** START OF DATASET ROWS **

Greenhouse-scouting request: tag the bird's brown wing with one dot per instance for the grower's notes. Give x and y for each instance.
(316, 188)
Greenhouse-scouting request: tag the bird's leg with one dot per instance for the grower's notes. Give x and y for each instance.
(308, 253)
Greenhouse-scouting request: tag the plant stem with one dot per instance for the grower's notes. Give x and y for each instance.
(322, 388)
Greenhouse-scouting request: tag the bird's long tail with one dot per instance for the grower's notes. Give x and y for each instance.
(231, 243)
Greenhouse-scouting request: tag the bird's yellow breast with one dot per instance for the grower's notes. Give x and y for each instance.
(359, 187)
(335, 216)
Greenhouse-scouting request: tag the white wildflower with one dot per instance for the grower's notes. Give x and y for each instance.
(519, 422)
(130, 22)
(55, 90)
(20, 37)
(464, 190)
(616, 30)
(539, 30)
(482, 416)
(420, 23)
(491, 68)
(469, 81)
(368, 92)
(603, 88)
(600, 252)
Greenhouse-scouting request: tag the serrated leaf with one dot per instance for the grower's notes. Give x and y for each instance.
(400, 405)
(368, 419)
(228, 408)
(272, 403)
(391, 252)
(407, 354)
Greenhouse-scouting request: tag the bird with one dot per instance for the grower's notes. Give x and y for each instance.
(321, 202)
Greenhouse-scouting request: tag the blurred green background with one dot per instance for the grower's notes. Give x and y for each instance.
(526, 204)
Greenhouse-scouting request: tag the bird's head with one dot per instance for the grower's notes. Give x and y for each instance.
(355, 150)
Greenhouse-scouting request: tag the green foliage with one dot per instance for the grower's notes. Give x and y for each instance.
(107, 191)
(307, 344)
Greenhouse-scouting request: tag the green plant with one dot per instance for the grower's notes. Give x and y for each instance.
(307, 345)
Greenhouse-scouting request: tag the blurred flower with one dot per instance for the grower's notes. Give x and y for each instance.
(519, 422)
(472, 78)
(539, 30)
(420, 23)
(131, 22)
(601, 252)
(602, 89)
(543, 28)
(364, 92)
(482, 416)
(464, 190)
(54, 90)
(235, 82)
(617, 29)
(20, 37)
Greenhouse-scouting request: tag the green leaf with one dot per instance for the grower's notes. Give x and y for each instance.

** END OF DATASET ROWS **

◆ TASK INSTRUCTIONS ◆
Change "grower's notes" to "scouting log" throughout the records above, keeping every other word the same.

◆ EXERCISE RESPONSE ◆
Greenhouse-scouting request: tag the bird's brown wing with one dot per instance for the scouting log. Give x and y for each instance.
(316, 188)
Greenhouse-scouting request: tag the bird's leg with one dot per instance for the scouting log. Give x and y for each instance.
(308, 253)
Greenhouse-scouting request: tag the plant stem with one dot per instance for the scouting log. Give x and y for each instance.
(322, 388)
Greenhouse-scouting request: tag the bird's long tail with one dot per instance for the scouting log. Give x and y for each instance.
(231, 243)
Greenhouse-scouting request: tag the bird's yellow breast with one dot per instance for the scouting log. Give x and y for each instance.
(359, 187)
(335, 216)
Greenhouse-scouting request: tag the white wildflower with one dot per instance for the scouting log. Give x and y for each instance.
(519, 422)
(130, 22)
(55, 90)
(20, 37)
(464, 190)
(616, 30)
(539, 30)
(482, 416)
(420, 23)
(491, 68)
(469, 81)
(368, 92)
(603, 88)
(600, 252)
Greenhouse-scouting request: tag the serrated leaf with one dot per instance for the scouting log. Give x and y for each instance.
(400, 405)
(368, 419)
(228, 408)
(272, 403)
(391, 252)
(407, 354)
Greenhouse-scouting request: tag the bird with one dot per instance for the scouting log. Give x and y for each instance.
(321, 202)
Greenhouse-scouting request: tag the blurred green background with one dot per instance for the scouting log. Give x and y for each instance.
(526, 204)
Greenhouse-scouting request: tag the bird's head with one dot per instance for the scouting log. Give x and y for each instance.
(355, 150)
Greenhouse-scouting request: tag the green foliage with one dot per instance for the scouting log. Give x and y for each instance.
(107, 191)
(307, 344)
Greenhouse-scouting request: tag the green plant with one dot per instance for the scouting log. Give x and y for each instance.
(307, 345)
Greenhouse-scouting request: tag the blurred flower with one dot per instance for the scouting log. Give x and y for each instance.
(519, 422)
(472, 78)
(539, 30)
(420, 23)
(131, 22)
(601, 252)
(602, 89)
(543, 28)
(364, 92)
(482, 416)
(464, 190)
(54, 90)
(235, 82)
(617, 29)
(20, 37)
Greenhouse-scouting request: tag the green leaf with one dot per instance for the scouting log. Give x and y for each instance.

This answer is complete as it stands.